+++ DATA IN THIS EXERCISE +++

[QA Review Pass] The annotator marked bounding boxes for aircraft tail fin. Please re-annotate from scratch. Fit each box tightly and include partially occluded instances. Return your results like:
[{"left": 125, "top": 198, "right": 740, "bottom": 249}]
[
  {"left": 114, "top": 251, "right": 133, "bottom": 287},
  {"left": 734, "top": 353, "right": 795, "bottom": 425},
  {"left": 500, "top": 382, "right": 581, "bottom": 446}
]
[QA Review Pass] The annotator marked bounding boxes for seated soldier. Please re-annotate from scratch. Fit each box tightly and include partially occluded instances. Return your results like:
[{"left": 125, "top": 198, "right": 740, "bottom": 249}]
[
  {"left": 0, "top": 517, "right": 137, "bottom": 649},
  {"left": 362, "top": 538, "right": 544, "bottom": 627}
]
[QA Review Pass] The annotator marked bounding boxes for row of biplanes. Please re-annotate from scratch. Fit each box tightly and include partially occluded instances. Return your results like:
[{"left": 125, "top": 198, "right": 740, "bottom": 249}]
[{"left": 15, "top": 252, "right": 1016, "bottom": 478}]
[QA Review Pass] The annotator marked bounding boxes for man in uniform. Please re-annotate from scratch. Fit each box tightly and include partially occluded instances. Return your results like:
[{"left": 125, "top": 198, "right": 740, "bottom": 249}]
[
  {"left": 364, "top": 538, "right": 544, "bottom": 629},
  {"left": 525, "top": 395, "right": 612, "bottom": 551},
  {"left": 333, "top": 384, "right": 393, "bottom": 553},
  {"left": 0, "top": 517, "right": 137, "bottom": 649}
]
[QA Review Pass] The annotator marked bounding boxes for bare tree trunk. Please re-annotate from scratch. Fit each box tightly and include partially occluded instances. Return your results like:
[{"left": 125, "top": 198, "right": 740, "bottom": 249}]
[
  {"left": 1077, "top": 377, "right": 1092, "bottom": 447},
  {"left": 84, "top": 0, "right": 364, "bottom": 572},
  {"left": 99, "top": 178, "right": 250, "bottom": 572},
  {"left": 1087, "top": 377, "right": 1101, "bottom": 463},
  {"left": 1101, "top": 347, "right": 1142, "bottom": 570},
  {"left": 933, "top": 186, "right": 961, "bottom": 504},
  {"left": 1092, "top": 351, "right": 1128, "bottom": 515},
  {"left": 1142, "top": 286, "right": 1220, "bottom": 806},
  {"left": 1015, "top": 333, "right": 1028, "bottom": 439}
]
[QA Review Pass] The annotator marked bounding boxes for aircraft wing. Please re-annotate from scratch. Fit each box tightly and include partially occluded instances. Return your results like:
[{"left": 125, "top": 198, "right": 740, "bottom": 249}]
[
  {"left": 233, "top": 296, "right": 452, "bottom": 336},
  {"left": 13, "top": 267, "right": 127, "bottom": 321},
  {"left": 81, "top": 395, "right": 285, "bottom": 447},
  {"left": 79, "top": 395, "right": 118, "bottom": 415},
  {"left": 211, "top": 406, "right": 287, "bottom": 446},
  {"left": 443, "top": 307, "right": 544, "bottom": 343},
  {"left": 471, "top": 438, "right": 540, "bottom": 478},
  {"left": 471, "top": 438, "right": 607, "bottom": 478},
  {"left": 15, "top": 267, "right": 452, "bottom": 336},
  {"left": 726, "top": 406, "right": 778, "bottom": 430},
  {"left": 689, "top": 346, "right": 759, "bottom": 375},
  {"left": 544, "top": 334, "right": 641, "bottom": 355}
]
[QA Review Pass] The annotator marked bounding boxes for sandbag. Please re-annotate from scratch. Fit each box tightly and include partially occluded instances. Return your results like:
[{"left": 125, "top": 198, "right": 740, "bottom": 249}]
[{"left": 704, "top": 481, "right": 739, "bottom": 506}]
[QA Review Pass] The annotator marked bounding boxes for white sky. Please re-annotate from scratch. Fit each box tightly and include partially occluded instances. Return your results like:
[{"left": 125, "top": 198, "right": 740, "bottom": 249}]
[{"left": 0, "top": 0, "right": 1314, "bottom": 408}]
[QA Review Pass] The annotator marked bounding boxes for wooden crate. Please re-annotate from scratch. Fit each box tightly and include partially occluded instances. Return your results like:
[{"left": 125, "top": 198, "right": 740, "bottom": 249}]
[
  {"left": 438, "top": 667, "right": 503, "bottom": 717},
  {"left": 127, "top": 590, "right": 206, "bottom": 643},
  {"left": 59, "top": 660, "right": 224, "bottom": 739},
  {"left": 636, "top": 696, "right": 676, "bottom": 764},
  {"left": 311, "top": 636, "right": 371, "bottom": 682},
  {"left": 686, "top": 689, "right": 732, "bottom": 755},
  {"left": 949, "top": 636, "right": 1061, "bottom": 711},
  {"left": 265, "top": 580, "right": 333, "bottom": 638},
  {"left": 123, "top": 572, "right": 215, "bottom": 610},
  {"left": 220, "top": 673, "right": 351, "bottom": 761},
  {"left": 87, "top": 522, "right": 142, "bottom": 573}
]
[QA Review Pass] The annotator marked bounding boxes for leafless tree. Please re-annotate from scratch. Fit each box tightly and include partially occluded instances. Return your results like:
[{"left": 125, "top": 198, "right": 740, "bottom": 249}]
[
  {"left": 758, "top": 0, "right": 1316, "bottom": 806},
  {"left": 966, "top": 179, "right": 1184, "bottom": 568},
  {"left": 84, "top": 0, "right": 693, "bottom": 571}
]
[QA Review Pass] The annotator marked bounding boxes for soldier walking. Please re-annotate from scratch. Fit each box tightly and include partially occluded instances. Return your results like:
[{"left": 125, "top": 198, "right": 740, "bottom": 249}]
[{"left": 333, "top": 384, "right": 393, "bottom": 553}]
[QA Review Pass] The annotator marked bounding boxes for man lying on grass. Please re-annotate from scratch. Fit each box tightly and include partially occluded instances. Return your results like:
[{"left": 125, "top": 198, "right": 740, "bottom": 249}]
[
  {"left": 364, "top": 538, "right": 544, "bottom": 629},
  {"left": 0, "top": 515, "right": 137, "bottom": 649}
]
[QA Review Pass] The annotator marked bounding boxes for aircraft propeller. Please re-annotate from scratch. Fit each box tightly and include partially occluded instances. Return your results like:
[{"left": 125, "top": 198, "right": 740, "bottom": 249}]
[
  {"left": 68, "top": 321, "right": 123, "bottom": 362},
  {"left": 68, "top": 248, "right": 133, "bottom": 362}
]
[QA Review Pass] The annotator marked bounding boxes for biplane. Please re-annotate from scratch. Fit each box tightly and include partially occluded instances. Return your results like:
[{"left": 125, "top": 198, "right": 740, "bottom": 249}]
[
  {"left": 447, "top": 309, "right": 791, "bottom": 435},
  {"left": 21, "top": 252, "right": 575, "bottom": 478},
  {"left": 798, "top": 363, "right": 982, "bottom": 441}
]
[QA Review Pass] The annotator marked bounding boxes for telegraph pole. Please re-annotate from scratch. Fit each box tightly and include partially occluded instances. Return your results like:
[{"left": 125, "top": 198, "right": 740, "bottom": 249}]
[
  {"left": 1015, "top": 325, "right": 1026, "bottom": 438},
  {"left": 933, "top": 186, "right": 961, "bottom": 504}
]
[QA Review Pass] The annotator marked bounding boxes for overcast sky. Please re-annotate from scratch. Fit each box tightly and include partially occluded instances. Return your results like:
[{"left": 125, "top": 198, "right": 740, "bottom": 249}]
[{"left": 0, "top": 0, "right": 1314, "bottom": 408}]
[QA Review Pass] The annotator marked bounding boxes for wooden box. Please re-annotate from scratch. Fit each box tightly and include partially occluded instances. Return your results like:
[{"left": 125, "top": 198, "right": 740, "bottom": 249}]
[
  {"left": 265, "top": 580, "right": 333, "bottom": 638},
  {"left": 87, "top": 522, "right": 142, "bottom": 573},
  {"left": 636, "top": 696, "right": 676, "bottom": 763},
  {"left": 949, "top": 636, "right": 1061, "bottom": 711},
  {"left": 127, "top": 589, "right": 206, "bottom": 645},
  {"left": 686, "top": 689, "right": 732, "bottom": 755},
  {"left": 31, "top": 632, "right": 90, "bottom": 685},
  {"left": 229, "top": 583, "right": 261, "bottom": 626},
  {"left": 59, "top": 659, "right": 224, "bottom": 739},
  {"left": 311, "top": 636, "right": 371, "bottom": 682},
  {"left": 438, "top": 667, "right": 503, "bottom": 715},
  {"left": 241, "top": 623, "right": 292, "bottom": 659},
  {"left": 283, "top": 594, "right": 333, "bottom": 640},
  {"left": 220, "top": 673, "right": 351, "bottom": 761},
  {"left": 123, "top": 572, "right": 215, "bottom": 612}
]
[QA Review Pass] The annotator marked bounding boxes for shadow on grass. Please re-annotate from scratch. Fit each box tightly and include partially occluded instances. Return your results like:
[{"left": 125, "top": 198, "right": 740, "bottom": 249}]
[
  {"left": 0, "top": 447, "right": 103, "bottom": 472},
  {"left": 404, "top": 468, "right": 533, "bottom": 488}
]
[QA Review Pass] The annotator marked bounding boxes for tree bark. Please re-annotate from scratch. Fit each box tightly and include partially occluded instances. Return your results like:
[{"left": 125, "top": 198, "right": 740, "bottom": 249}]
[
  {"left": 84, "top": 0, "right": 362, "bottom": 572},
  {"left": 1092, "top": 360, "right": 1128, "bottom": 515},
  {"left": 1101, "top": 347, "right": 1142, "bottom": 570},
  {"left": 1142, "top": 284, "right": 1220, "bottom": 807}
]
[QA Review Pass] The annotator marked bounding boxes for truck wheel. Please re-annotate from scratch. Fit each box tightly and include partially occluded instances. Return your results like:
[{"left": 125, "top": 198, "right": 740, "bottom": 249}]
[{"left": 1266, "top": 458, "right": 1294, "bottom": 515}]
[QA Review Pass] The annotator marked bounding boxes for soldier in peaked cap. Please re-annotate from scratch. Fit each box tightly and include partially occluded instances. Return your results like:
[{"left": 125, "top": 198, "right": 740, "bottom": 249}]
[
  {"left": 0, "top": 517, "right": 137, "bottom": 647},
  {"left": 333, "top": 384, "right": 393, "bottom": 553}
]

+++

→ INSTRUCTIONS FOR THE TASK:
Count the lines in the records above that contain the string "wooden", matching case exactly, and reply with only the number.

→ RESPONSE BELOW:
2